Exercise data:
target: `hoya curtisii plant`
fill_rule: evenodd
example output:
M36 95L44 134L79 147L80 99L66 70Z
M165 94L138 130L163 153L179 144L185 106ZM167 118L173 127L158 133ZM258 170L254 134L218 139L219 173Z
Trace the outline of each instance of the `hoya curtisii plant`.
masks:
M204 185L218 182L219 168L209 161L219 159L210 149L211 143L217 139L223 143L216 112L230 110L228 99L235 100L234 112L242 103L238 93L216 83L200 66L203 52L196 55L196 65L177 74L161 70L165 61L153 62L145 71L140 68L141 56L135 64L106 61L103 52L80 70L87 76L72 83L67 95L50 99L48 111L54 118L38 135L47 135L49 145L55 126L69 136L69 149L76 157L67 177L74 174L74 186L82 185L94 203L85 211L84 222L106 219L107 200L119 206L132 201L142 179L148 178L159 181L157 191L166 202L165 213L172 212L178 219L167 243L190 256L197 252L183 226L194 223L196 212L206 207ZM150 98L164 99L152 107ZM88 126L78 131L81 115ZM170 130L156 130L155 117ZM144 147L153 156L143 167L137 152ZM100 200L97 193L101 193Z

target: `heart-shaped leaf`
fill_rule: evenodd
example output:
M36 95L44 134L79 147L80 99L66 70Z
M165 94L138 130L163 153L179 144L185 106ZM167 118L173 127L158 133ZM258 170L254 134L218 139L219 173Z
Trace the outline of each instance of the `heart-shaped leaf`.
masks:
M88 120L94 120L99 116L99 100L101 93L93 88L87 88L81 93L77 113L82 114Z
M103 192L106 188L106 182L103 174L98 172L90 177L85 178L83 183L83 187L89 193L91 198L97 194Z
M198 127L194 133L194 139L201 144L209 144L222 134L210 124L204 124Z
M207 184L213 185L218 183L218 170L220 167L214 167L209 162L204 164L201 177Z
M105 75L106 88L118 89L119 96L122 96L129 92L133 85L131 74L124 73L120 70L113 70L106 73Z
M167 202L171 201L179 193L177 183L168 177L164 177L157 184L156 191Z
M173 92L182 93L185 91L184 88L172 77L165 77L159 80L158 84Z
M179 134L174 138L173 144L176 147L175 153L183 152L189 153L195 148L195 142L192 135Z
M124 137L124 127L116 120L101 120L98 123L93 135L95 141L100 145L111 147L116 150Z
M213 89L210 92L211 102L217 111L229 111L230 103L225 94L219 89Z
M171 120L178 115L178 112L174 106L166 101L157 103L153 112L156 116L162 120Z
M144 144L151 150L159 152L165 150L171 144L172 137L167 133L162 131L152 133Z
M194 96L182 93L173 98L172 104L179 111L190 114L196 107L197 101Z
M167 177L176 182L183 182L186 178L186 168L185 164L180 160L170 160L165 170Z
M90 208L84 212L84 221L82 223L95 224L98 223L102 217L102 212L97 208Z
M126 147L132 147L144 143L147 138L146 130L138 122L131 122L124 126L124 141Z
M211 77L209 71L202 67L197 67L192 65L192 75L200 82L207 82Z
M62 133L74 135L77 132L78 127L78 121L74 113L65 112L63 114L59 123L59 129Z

Direction: Rewrite the entries above with "instance" changed to "occurrence" wherever it occurs, keeping every other character the same.

Correct response:
target: `hoya curtisii plant`
fill_rule: evenodd
example output:
M36 95L44 134L79 147L80 99L66 70Z
M165 94L138 130L163 153L179 144L185 106ZM167 118L173 127L158 133ZM258 170L254 134L218 139L219 173Z
Trace the outline of each occurrence of the `hoya curtisii plant`.
masks:
M204 185L218 182L219 168L209 161L219 159L210 149L211 143L217 139L223 143L216 112L230 110L228 99L235 100L234 112L242 103L238 93L216 83L200 66L203 52L196 55L196 65L177 74L161 70L165 61L153 62L145 71L140 68L141 56L135 64L106 61L103 52L80 70L87 76L72 83L67 95L50 99L48 111L54 118L38 135L47 135L49 145L55 126L69 136L69 149L76 157L67 177L74 174L74 186L82 185L94 203L85 211L84 222L106 219L107 200L119 206L132 201L142 179L148 178L159 181L157 191L166 202L165 213L172 212L178 219L167 243L190 256L197 252L183 226L194 223L196 212L206 207ZM150 98L164 99L152 107ZM88 126L78 131L81 115ZM170 130L156 130L155 117ZM144 147L153 156L143 167L137 152ZM100 200L97 193L101 193Z

target: `heart-shaped leaf`
fill_rule: evenodd
example output:
M36 95L44 134L79 147L80 99L66 70Z
M165 94L138 130L163 153L179 144L185 106ZM167 118L173 127L158 133ZM258 170L254 134L218 139L219 173Z
Trace the outline of each occurrence of the `heart-shaped leaf`.
masks:
M88 120L94 120L99 116L99 100L101 93L93 88L87 88L81 93L77 113L82 114Z
M103 192L106 188L106 182L103 174L98 172L90 177L85 178L83 183L83 187L89 193L91 198L97 194Z
M198 127L194 133L194 139L201 144L209 144L222 134L210 124L204 124Z
M207 184L213 185L218 183L218 170L220 167L214 167L209 162L204 164L201 177Z
M105 75L106 88L118 89L119 96L122 96L129 92L133 85L131 74L124 73L120 70L113 70L106 73Z
M167 202L171 201L179 193L177 183L168 177L164 177L157 184L156 191Z
M173 92L182 93L185 91L184 88L172 77L165 77L159 80L158 84Z
M179 134L174 138L173 144L176 147L175 153L183 152L189 153L195 148L195 142L192 135Z
M124 137L124 127L116 120L101 120L98 123L93 135L95 141L100 145L111 147L116 150Z
M213 89L210 92L211 102L217 111L229 111L230 103L225 94L219 89Z
M171 120L178 115L178 112L174 106L166 101L157 103L153 112L156 116L162 120Z
M144 144L151 150L159 152L165 150L171 144L172 137L167 133L162 131L152 133Z
M194 96L182 93L173 98L172 104L179 111L190 114L196 107L197 101Z
M167 177L176 182L183 182L186 178L186 168L185 164L180 160L170 160L165 170Z
M90 208L84 212L84 221L82 223L95 224L98 223L102 217L102 212L97 208Z
M126 147L132 147L144 143L147 138L146 130L138 122L131 122L124 126L124 141Z
M211 77L209 71L202 67L197 67L192 65L192 75L200 82L207 82Z
M62 133L74 135L77 132L78 127L78 121L74 113L65 112L63 114L59 123L59 129Z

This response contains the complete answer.